───── Data provided
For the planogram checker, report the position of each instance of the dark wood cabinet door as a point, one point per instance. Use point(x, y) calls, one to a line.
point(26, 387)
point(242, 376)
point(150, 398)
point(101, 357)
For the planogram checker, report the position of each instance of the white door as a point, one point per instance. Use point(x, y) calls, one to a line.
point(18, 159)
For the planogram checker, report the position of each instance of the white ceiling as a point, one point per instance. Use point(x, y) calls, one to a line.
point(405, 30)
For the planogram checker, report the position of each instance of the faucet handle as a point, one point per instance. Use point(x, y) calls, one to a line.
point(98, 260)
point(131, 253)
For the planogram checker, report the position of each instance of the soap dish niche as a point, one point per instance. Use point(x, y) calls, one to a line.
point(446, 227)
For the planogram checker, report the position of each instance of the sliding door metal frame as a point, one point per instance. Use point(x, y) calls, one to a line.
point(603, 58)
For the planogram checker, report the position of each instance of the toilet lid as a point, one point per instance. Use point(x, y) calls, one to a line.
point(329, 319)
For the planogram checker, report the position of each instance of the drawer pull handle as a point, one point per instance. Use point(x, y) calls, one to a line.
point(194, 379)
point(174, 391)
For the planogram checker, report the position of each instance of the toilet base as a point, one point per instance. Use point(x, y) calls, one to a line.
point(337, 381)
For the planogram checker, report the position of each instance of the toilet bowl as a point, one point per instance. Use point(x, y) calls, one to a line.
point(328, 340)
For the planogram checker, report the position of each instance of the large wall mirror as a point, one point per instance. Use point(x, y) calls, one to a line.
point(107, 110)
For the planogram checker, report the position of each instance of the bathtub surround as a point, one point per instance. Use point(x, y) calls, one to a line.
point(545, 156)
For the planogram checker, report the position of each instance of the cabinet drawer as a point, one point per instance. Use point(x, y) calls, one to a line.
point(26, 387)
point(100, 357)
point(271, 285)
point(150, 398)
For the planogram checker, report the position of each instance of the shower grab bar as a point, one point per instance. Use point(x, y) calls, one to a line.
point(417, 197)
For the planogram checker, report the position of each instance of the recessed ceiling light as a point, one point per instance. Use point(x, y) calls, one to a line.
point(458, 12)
──────────
Brief
Please rewrite all of the data above, changing "planogram checker" to "shelf layout auditor" and leaving everything else as it is.

Answer in full
For the shelf layout auditor, report the position of each instance of the dark wood cabinet door as a point, one point per instance. Use point(x, y) calls, one to a line.
point(26, 387)
point(242, 376)
point(150, 398)
point(101, 357)
For the shelf layout auditor, report the position of each instance of the white door as a point, one point per instance. Use point(x, y) calls, one to a line.
point(18, 159)
For the shelf layout auditor, report the position of each instance of the white ceiling as a point, one point per instance. Use point(x, y) calls, one to a line.
point(405, 30)
For the shelf layout auditor, report the position of each instance of the faucet handle as a point, one point per instance. Use point(x, y) calls, one to a line.
point(98, 260)
point(131, 253)
For the shelf layout auditor, report the position of each instance of the soap dish niche as a point, one point per instance. Use point(x, y) calls, one to a line.
point(446, 227)
For the shelf layout auditor, report the position of each instance of the sliding door metal frame as a point, one point per instance. Use point(x, y) calls, one to a line.
point(603, 58)
For the shelf layout auditor, report the position of each instance of the toilet lid as a point, one point per instance. Use point(x, y) calls, one to a line.
point(329, 319)
For the shelf layout auditor, report the position of each instance of the drawer pull handle as a point, one point per instance. Use point(x, y) calls, one to a line.
point(194, 379)
point(174, 391)
For the shelf layout auditor, report the position of each instance of the toilet base as a point, one point per instance. Use point(x, y) calls, one to a line.
point(337, 381)
For the shelf layout auditor, report the position of each instance of the toilet bowl as a point, one point per instance. Use point(x, y) calls, one to a line.
point(328, 340)
For the shelf layout auditor, report the position of each instance of the large wall mirror as a point, one point per instance. Use point(x, y) calls, one to a line.
point(107, 110)
For the shelf layout auditor, report the position of each instance of the bathtub surround as a point, one point per instance. Use point(x, y) calls, one to a line.
point(545, 156)
For the shelf layout auditor, report the position of each instance of the cabinet drawer as a point, one point per instance. Use point(x, y) calls, one to a line.
point(26, 387)
point(100, 357)
point(271, 285)
point(150, 398)
For the shelf layout auditor, report the position of each instance of the shower grab bar as a point, one point per instance. Use point(x, y) calls, one to a line.
point(417, 197)
For the shelf layout auditor, report the position of each instance of the recessed ceiling light as a point, one point per instance. Use point(x, y) calls, one to a line.
point(458, 12)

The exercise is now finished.